▶ Work to do
Print out every record exactly as it appears.

▶ Entries provided
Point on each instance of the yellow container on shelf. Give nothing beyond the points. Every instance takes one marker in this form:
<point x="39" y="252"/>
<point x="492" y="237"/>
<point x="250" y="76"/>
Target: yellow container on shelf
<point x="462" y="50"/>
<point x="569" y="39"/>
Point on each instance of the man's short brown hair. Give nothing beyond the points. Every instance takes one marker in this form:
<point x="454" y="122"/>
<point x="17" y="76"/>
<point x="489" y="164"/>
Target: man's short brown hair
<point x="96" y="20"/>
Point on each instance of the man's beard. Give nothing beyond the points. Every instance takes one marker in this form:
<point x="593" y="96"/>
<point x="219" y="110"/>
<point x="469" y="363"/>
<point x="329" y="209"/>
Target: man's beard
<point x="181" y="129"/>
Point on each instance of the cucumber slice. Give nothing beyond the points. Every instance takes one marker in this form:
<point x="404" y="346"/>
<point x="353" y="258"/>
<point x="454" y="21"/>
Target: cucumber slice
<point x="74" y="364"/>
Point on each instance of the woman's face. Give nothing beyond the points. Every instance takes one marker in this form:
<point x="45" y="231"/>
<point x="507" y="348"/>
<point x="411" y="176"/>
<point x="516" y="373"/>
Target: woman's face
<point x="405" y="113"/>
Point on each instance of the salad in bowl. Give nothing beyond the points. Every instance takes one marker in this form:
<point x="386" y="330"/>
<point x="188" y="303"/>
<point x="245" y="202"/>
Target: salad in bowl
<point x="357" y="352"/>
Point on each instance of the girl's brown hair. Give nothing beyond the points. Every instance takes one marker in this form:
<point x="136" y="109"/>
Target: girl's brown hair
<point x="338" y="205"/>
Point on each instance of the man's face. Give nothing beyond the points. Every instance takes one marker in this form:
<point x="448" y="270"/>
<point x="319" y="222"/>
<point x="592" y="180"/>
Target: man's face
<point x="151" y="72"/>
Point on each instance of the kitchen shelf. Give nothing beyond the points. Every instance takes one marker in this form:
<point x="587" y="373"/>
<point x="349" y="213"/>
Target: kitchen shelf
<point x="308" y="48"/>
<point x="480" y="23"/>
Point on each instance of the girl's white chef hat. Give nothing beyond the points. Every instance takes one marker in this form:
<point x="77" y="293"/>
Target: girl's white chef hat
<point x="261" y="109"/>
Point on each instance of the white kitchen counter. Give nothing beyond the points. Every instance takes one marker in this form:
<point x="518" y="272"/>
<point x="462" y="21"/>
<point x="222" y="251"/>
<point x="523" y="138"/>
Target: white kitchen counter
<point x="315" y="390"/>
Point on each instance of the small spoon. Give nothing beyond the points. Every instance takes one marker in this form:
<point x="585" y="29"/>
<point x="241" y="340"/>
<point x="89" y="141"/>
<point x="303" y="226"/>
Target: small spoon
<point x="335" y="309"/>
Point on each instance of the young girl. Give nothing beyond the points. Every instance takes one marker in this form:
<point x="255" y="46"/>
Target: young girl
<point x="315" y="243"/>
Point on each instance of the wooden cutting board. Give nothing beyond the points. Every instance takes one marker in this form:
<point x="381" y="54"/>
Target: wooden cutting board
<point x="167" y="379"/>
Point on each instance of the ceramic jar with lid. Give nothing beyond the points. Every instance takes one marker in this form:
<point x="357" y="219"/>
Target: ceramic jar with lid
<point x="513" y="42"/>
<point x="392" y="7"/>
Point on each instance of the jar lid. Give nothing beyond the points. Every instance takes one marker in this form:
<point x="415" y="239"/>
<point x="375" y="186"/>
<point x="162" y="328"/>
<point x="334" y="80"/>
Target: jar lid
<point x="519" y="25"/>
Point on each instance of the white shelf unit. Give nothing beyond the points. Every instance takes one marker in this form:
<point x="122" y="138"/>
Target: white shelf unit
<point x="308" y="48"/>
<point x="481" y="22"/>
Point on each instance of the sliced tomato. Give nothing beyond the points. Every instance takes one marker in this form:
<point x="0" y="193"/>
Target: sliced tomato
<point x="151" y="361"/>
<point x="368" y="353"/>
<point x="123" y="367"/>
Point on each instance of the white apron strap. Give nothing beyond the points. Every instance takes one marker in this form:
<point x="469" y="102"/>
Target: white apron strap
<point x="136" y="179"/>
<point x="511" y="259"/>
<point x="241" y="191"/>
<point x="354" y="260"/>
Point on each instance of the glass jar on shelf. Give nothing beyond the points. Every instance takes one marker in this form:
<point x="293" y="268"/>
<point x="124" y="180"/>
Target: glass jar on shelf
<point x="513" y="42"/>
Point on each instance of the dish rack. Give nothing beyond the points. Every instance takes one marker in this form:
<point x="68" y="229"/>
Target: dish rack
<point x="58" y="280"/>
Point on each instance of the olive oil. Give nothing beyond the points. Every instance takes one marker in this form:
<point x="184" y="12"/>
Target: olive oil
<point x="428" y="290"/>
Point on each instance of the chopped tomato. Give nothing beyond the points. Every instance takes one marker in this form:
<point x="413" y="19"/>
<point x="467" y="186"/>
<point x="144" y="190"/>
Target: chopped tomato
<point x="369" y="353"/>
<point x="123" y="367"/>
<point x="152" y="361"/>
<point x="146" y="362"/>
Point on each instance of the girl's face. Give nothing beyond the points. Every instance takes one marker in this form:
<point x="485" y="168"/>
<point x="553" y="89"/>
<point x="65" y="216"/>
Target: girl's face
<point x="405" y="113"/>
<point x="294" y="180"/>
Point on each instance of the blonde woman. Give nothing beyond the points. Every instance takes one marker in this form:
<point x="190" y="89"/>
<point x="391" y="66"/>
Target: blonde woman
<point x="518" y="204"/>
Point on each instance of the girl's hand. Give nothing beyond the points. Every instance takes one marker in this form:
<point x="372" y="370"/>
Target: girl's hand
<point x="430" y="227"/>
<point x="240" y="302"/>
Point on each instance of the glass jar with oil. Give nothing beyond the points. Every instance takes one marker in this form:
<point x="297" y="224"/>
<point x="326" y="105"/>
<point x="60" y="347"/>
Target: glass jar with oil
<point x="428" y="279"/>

▶ Final result
Point on each instance of the yellow container on shelf. Give nothing beyond the points. Every instance takes one marker in this form:
<point x="39" y="252"/>
<point x="492" y="237"/>
<point x="250" y="76"/>
Target: yellow container on shelf
<point x="462" y="50"/>
<point x="569" y="39"/>
Point on each instance of the man's short brown hair. Give nothing beyond the points. Every instance takes one marker in this form:
<point x="454" y="122"/>
<point x="17" y="76"/>
<point x="489" y="164"/>
Target: man's short brown hair
<point x="96" y="20"/>
Point on each instance of the man's beard. Give nothing beyond the points. Every instance takes one marker in this form:
<point x="593" y="96"/>
<point x="219" y="110"/>
<point x="469" y="363"/>
<point x="329" y="209"/>
Target: man's beard
<point x="181" y="129"/>
Point on each instance of the cucumber slice. Give nothing beyond the points. Every instance takes one marker in this form:
<point x="404" y="346"/>
<point x="353" y="258"/>
<point x="454" y="21"/>
Target: cucumber slice
<point x="74" y="364"/>
Point on each instance of the woman's face. Give nothing beyond the points. Every instance takes one marker in this form:
<point x="45" y="231"/>
<point x="507" y="348"/>
<point x="411" y="176"/>
<point x="516" y="373"/>
Target: woman's face
<point x="405" y="113"/>
Point on each instance of the salad in bowl. Give nothing beyond the points. Every instance takes one marker in this form:
<point x="386" y="330"/>
<point x="188" y="303"/>
<point x="245" y="202"/>
Target: salad in bowl
<point x="357" y="352"/>
Point on each instance of the girl's brown hair. Give nothing beyond the points. Every instance takes one marker in this form:
<point x="136" y="109"/>
Target: girl's brown hair
<point x="338" y="205"/>
Point on each instance of the man's face. Give nothing beyond the points. Every instance takes one marker in this form:
<point x="448" y="270"/>
<point x="319" y="222"/>
<point x="592" y="180"/>
Target: man's face
<point x="151" y="72"/>
Point on each instance of the kitchen shelf. Give nothing beyond the points. Every instance takes one marker in this form:
<point x="587" y="373"/>
<point x="349" y="213"/>
Target: kitchen shelf
<point x="308" y="48"/>
<point x="480" y="23"/>
Point on each instance of the girl's white chef hat. Give nothing beyond the points. Every instance takes one marker in this form:
<point x="77" y="293"/>
Target: girl's white chef hat
<point x="261" y="109"/>
Point on each instance of the white kitchen counter. Give nothing beyond the points. Every instance takes one marker in this form:
<point x="518" y="272"/>
<point x="462" y="21"/>
<point x="222" y="251"/>
<point x="523" y="138"/>
Target: white kitchen counter
<point x="315" y="390"/>
Point on each instance of the small spoon. Give nothing beyond the points. Every instance takes one marker in this form:
<point x="585" y="29"/>
<point x="241" y="340"/>
<point x="89" y="141"/>
<point x="303" y="226"/>
Target: small spoon
<point x="335" y="309"/>
Point on each instance of the young girl. Give nothing beyond the points. Every instance takes one marker in this form:
<point x="255" y="46"/>
Target: young girl
<point x="315" y="243"/>
Point on each instance of the wooden cutting board. Give nothing beyond the points. Every instance takes one marker in this form:
<point x="381" y="54"/>
Target: wooden cutting board
<point x="167" y="379"/>
Point on each instance of the ceramic jar with lid. Give nothing beyond the points. Every instance takes one marker in this form:
<point x="357" y="219"/>
Target: ceramic jar with lid
<point x="513" y="42"/>
<point x="392" y="7"/>
Point on each instance of the jar lid. Give nothing beyond the points. Every instance takes one marker in this form:
<point x="415" y="239"/>
<point x="375" y="186"/>
<point x="162" y="328"/>
<point x="334" y="80"/>
Target: jar lid
<point x="519" y="25"/>
Point on each instance of the white shelf unit. Give nothing beyond the points. Every instance takes one marker in this form:
<point x="122" y="138"/>
Target: white shelf unit
<point x="308" y="48"/>
<point x="481" y="22"/>
Point on each instance of the sliced tomato. Give nothing beyond the points. Every instance takes one marker in this form:
<point x="0" y="193"/>
Target: sliced tomato
<point x="151" y="361"/>
<point x="368" y="353"/>
<point x="123" y="367"/>
Point on each instance of the white apron strap. Give nothing beyond the points. Every instance takes one marker in this form:
<point x="469" y="102"/>
Target: white apron strap
<point x="136" y="179"/>
<point x="511" y="259"/>
<point x="241" y="191"/>
<point x="354" y="260"/>
Point on each instance of the glass jar on shelf. Give nothing beyond the points. Every instance takes one marker in this form:
<point x="293" y="268"/>
<point x="124" y="180"/>
Target: glass jar on shelf
<point x="513" y="42"/>
Point on each instance of the dish rack. Give nothing beyond the points. Every instance takes one marker in this form:
<point x="68" y="229"/>
Target: dish rack
<point x="58" y="280"/>
Point on each instance of the olive oil. Give nothing beyond the points. Every instance takes one marker in this form:
<point x="184" y="12"/>
Target: olive oil
<point x="428" y="290"/>
Point on each instance of the chopped tomato. Give nothing beyond the points. Every instance takes one marker in this form:
<point x="413" y="19"/>
<point x="467" y="186"/>
<point x="144" y="190"/>
Target: chopped tomato
<point x="369" y="353"/>
<point x="123" y="367"/>
<point x="152" y="361"/>
<point x="146" y="362"/>
Point on each instance of the girl's face. Give nothing beyond the points. Every instance takes one marker in this form:
<point x="485" y="168"/>
<point x="553" y="89"/>
<point x="65" y="216"/>
Target: girl's face
<point x="405" y="113"/>
<point x="294" y="180"/>
Point on each instance of the blonde woman. Give nothing beyond the points. Every instance takes one marker in this form:
<point x="190" y="89"/>
<point x="391" y="66"/>
Target: blonde woman
<point x="518" y="204"/>
Point on each instance of the girl's hand. Give nothing beyond the points. Every instance takes one marker in this form:
<point x="372" y="370"/>
Target: girl's hand
<point x="430" y="227"/>
<point x="240" y="302"/>
Point on each instance of the glass jar with oil. Give nothing beyond the points. Every instance takes one marker in this form:
<point x="297" y="224"/>
<point x="326" y="105"/>
<point x="60" y="347"/>
Target: glass jar with oil
<point x="428" y="279"/>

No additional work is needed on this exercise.